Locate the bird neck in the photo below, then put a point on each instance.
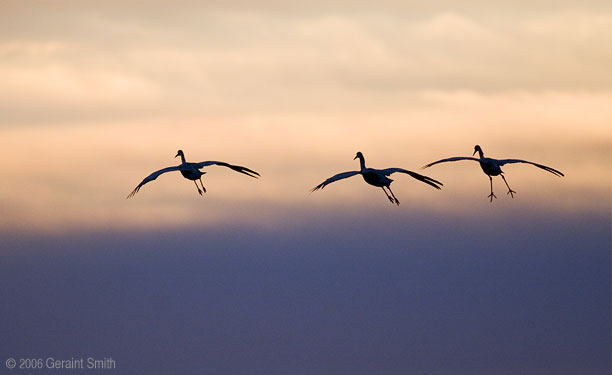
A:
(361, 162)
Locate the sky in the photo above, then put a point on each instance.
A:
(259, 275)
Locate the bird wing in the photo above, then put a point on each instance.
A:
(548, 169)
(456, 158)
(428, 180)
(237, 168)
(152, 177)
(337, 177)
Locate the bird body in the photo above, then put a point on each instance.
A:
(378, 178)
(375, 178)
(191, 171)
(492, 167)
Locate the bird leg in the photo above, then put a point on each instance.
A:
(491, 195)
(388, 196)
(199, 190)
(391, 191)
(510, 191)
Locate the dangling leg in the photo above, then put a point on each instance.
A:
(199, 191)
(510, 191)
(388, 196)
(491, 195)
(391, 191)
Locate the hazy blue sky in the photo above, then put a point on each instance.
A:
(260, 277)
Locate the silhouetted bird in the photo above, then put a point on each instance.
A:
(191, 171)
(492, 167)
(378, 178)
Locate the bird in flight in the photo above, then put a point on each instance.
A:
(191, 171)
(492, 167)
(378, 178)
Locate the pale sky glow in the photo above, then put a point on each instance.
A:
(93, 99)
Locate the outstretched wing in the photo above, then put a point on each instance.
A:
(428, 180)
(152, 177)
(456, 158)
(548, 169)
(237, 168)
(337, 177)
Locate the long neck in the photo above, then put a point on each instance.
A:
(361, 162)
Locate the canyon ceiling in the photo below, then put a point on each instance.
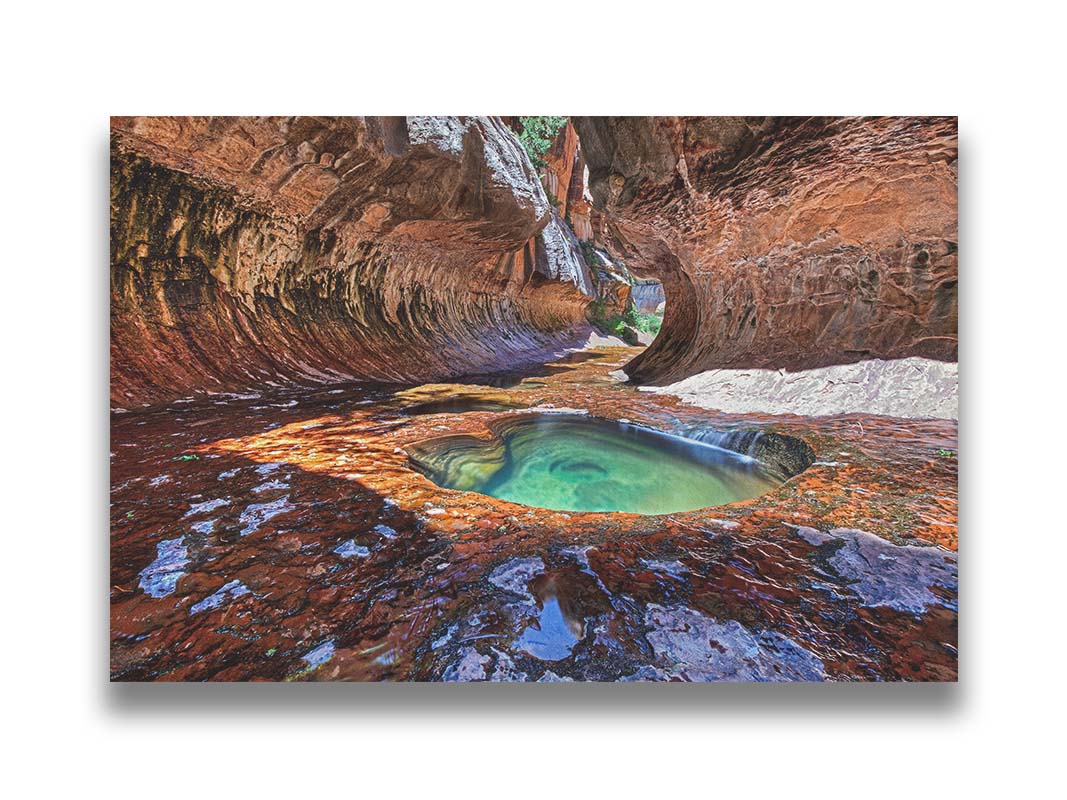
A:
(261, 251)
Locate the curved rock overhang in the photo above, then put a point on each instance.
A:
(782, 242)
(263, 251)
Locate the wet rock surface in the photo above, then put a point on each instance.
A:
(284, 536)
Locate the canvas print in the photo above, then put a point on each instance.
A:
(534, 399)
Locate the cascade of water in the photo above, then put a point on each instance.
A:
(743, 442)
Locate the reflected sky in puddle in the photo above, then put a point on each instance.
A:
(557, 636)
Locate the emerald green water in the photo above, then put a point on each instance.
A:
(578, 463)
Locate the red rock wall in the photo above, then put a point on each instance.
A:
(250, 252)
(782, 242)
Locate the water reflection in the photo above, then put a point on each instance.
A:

..........

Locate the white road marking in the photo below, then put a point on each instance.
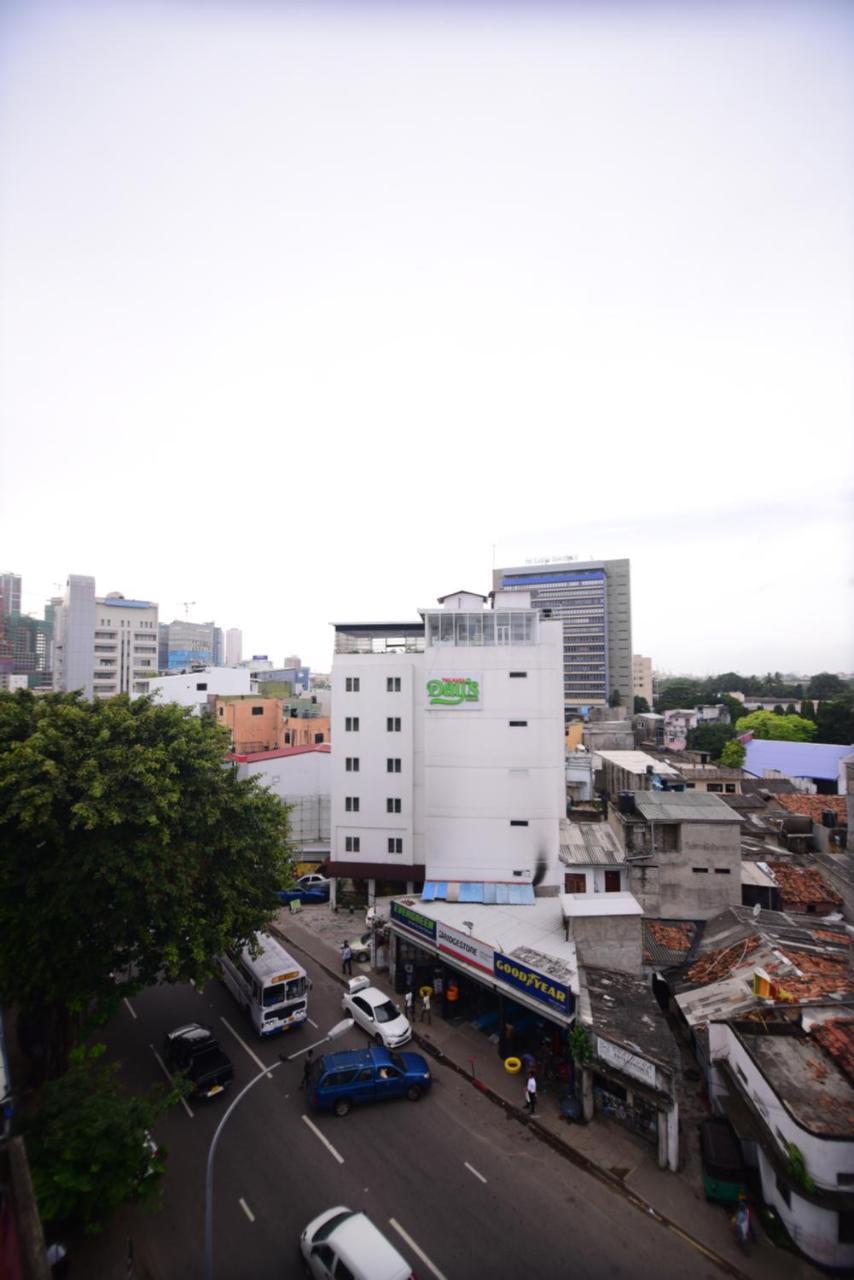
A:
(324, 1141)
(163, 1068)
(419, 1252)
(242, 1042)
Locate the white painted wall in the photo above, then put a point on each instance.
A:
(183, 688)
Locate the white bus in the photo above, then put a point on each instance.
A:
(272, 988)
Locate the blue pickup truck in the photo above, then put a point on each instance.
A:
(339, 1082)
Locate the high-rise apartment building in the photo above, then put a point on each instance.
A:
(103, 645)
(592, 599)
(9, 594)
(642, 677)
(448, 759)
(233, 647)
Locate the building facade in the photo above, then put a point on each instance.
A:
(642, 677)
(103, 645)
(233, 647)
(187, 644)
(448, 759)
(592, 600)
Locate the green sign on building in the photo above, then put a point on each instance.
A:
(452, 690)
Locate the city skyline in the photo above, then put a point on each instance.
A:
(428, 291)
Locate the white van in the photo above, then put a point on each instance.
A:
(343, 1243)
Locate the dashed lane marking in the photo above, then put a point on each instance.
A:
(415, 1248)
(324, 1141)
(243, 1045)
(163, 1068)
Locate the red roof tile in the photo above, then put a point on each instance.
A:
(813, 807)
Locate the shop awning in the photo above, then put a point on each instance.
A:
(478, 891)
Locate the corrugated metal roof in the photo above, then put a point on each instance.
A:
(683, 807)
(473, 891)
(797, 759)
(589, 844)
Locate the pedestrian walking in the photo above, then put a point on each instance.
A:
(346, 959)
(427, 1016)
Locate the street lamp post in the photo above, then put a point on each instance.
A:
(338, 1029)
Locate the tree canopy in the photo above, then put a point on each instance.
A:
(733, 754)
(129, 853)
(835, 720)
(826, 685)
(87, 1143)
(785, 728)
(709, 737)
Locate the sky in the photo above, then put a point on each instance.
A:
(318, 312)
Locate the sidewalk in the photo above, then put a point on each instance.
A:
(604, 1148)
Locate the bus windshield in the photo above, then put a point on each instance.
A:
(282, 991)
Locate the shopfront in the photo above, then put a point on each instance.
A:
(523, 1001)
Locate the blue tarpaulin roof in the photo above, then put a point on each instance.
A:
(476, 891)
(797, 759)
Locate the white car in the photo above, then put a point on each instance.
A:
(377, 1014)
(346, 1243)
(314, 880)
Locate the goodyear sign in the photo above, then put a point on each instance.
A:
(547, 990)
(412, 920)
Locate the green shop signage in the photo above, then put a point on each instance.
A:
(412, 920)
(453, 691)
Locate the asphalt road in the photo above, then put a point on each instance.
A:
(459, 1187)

..........

PROBLEM STATEMENT: Put the lines above, from the line containing "Locate the green sign" to the line containing "(427, 1016)", into a JSON list of strings, one string per line, including both of those lines and skipping blank lines.

TASK RESPONSE:
[
  "Locate the green sign on building in the photo above, then put a point on each instance.",
  "A:",
  "(452, 690)",
  "Locate the city skyline in the photo above, then put a point on each instance.",
  "A:",
  "(428, 291)",
  "Locate the white van in the photo above, then put a point on each instance.",
  "A:",
  "(343, 1243)",
  "Locate the dashed lane marking in the photo above, then put a point on each instance.",
  "A:",
  "(415, 1248)",
  "(324, 1141)",
  "(243, 1045)",
  "(163, 1068)",
  "Locate the red roof tile in the photo above, then put a point on each instance.",
  "A:",
  "(813, 807)",
  "Locate the shop awning in the photo above, then put a point on each instance.",
  "A:",
  "(478, 891)",
  "Locate the corrugated metal roof in the photo above, then put a point on each instance.",
  "A:",
  "(683, 807)",
  "(473, 891)",
  "(797, 759)",
  "(589, 844)",
  "Locate the pedestrian walking in the photo above, then put a point on each instance.",
  "A:",
  "(346, 959)",
  "(427, 1016)"
]